Stored data entries:
..............................

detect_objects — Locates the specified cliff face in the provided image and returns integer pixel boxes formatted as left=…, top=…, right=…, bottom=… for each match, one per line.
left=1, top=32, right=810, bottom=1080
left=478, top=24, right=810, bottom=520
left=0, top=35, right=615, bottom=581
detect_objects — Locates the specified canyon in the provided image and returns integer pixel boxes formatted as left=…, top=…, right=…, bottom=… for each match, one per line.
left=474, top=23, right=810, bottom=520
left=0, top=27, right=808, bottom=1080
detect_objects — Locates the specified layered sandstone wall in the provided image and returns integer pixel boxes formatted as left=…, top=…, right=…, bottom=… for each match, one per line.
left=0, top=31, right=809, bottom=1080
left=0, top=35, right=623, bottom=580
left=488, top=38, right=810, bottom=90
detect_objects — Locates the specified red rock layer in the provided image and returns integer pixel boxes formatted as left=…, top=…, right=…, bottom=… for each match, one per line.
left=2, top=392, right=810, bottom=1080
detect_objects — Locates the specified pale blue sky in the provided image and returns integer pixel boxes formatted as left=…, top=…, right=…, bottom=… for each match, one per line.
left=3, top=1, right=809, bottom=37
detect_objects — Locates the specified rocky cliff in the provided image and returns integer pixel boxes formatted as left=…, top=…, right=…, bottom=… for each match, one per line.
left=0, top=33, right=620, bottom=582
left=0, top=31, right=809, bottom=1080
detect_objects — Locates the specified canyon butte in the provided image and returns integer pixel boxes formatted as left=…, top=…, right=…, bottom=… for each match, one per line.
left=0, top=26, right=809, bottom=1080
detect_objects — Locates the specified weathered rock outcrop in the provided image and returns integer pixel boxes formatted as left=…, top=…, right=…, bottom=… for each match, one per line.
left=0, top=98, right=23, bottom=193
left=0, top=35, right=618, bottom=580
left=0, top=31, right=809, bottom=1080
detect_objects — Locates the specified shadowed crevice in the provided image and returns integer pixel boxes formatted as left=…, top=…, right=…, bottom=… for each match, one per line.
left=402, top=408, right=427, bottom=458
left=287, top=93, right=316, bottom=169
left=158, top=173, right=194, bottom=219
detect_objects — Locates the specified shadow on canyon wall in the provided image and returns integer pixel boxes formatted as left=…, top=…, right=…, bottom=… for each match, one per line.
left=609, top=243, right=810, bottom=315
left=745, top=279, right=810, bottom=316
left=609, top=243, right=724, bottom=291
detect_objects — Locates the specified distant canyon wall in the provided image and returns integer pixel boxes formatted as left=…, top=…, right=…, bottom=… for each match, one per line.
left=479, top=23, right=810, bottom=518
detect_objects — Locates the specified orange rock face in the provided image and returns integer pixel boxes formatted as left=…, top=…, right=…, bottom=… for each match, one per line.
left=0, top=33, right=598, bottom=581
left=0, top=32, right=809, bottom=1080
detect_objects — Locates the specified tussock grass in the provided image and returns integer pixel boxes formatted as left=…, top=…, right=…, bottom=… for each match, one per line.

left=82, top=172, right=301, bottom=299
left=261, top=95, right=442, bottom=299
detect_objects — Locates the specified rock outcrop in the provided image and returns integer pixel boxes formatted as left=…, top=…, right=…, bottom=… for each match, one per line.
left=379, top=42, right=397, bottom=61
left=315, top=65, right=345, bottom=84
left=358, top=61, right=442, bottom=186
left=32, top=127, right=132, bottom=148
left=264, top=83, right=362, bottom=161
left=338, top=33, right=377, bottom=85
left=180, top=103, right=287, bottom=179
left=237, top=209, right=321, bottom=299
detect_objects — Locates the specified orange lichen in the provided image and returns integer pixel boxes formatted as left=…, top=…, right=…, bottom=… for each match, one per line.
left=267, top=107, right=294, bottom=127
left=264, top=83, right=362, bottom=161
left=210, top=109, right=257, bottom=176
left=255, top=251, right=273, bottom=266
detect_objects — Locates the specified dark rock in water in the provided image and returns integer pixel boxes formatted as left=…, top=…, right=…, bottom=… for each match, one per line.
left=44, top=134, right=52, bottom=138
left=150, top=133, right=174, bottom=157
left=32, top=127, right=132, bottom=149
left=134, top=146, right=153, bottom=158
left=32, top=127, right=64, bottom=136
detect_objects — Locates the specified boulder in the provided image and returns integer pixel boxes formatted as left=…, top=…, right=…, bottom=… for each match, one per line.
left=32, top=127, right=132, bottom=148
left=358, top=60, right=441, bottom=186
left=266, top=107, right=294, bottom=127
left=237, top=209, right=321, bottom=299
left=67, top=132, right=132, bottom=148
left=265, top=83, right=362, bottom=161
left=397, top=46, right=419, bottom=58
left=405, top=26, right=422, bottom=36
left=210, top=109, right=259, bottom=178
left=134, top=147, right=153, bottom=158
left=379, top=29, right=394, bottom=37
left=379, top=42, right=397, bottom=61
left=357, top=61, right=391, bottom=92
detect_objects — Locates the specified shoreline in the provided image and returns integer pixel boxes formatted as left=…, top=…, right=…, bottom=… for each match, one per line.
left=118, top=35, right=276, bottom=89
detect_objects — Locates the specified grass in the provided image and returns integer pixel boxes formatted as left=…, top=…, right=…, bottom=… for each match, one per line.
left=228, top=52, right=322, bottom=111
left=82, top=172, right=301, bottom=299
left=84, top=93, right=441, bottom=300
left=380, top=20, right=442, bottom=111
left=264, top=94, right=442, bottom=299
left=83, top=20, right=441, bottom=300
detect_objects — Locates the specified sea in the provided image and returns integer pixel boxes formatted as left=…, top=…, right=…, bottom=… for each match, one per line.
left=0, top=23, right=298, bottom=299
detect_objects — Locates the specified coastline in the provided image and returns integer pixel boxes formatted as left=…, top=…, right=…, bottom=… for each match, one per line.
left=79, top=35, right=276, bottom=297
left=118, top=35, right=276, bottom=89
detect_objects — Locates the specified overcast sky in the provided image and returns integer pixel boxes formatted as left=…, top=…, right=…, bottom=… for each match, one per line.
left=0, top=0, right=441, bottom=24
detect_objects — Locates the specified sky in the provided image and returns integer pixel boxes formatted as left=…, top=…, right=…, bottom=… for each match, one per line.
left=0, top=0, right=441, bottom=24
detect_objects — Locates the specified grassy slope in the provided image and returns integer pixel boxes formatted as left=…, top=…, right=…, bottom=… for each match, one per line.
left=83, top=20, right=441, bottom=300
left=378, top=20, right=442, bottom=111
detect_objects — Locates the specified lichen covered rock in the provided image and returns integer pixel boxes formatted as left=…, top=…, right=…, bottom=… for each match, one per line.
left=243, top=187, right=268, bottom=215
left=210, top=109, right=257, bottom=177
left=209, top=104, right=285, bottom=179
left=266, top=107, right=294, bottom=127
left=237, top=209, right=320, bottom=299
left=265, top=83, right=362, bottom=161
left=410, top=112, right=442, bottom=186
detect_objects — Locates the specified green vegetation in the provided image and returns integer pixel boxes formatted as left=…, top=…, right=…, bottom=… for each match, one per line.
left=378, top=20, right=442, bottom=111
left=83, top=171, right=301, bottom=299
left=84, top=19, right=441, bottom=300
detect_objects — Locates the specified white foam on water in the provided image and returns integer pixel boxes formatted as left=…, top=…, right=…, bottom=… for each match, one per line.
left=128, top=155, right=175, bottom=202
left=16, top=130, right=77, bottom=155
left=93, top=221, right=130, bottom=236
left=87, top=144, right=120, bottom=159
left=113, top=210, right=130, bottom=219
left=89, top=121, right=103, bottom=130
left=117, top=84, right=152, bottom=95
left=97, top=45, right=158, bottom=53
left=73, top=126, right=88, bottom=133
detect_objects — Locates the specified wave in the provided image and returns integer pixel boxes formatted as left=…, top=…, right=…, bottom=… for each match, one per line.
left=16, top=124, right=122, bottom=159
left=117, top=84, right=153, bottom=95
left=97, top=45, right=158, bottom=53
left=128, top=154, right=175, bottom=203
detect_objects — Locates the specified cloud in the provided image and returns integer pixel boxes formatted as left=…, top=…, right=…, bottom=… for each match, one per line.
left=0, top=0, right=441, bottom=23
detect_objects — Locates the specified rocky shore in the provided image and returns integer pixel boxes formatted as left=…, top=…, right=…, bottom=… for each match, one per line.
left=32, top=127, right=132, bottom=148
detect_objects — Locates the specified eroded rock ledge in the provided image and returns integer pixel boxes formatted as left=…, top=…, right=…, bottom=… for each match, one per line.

..............................

## WHAT THE EXERCISE ASKS
Take the lines above from the one holding "detect_objects — Locates the specified wave" to the last and output them exactly.

## SOLUTION
detect_objects — Locates the specified wave in the provided image and returns integer pixel boxes formatted as left=…, top=…, right=…, bottom=… for each match, one per line.
left=16, top=124, right=122, bottom=159
left=117, top=84, right=153, bottom=95
left=97, top=45, right=158, bottom=53
left=128, top=154, right=175, bottom=203
detect_objects — Locates the specified cloud in the provided image and returns integer pixel boxes formatted as left=…, top=…, right=…, bottom=… for each match, one per line.
left=0, top=0, right=441, bottom=23
detect_objects — Locates the specified rocky shore in the provided image and returns integer pixel boxes formatted as left=…, top=…, right=…, bottom=… for each match, one per line.
left=32, top=127, right=132, bottom=148
detect_objects — Locates the specified eroded rock ledge in the provided image and returns integer pixel boxes formatted as left=…, top=…, right=…, bottom=… for each match, one per line.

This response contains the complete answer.